### [Set problem a]
Pick out every line of the records that contains the string "handle", and copy each of those lines.

Start of Text section

The most recent review to examine staff training within school-based activity behaviour interventions was conducted in 2015 [12]. Lander and colleagues evaluated features of training associated with significant changes in self-reported fundamental movement skills and/or physical activity within a physical education lesson. They found that training which is one day or more in length, delivered using multiple formats, and comprised of both subject and pedagogical content was associated with positive student outcomes. However, due to the prevalence of poor reporting across studies, the authors could not determine more specific training features that were causally related to desired outcomes. Hence, little is known on how to design training programmes to optimise intervention implementation (e.g. fidelity) and outcomes (e.g. activity behaviour).

To support the development of evidence-based teacher professional development, effective features of training programmes must be identified. This requires training features to be adequately described. ‘Behaviour change techniques’ (BCTs) offer a means of breaking down variable training programmes into observable, replicable, and irreducible features [13]. Specifying training programmes in terms of BCTs alongside features such as duration enables nuanced but rigorous evidence synthesis, and comparison with the wider professional development literature (e.g. [14,15,16]).

End of Text section
Start of Extracted data

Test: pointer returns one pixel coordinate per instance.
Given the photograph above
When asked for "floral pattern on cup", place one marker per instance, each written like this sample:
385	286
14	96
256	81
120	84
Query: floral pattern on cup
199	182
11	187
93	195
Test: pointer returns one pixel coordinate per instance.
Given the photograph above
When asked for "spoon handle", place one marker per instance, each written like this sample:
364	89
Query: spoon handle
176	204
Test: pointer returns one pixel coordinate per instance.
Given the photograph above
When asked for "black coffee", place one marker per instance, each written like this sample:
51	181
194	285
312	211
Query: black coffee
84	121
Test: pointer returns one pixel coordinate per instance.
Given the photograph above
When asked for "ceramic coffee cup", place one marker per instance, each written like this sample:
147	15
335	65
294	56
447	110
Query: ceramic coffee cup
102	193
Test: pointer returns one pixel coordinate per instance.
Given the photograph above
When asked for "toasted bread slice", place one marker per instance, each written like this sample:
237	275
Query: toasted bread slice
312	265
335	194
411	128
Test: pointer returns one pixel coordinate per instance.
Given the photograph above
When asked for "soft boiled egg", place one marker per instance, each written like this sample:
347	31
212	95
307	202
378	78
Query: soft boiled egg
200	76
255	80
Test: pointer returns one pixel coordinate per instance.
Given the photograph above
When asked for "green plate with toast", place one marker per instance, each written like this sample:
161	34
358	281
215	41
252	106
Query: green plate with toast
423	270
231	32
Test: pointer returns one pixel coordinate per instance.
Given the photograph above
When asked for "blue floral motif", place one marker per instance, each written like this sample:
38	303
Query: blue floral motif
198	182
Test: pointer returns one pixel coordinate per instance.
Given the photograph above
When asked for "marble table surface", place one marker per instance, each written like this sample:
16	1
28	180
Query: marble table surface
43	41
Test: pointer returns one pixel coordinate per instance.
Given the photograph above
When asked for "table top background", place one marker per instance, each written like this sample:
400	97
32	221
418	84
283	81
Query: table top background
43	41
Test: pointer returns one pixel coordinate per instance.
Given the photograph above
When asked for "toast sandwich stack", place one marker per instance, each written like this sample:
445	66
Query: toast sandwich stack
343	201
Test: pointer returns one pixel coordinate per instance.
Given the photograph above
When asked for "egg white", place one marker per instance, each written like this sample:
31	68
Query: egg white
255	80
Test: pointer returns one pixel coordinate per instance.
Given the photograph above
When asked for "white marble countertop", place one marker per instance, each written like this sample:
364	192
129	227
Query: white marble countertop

End of Extracted data

### [Set problem b]
Write the next part of the passage on staff training for school activity programs, starting right after its final sentence.

### [Right answer a]
When asked for "spoon handle", place one marker per instance, each written like this sample:
Query: spoon handle

### [Right answer b]
Many school-based intervention studies have been published since Lander and colleagues conducted the search for their review in 2015 [12]. The quality of reporting and underlying evidence may have improved since this time, given the greater availability of reporting guidelines (e.g. [17]) and use of device-based activity monitors (e.g. [18]). We therefore aimed to build on their review, and, in line with Cochrane guidance [19] reconsidered all elements of the review questions and scope. We aimed to determine, more specifically, which teacher-targeted BCTs have been used within school-based activity behaviour interventions that included staff training, and how their use and other training features are associated with intervention fidelity and students’ device-measured outcomes. Operational definitions are outlined in Table 1.

Table 1 Terms and definitions adopted for the current review

Review questions (RQs)

  1. 1.

    What BCTs have been used in staff training programmes to change student activity behaviour?

  2. 2.

    Is there an association between staff training features, including BCTs, and intervention fidelity?

  3. 3.

    Is there an association between staff training features, including BCTs, and changes in students’ device-measured activity behaviours?

Methods

This review is reported in accordance with the 2020 Preferred Reporting Items for Systematic reviews and Meta-Analyses [24]. The review protocol was prospectively registered on PROSPERO (CRD42020180624).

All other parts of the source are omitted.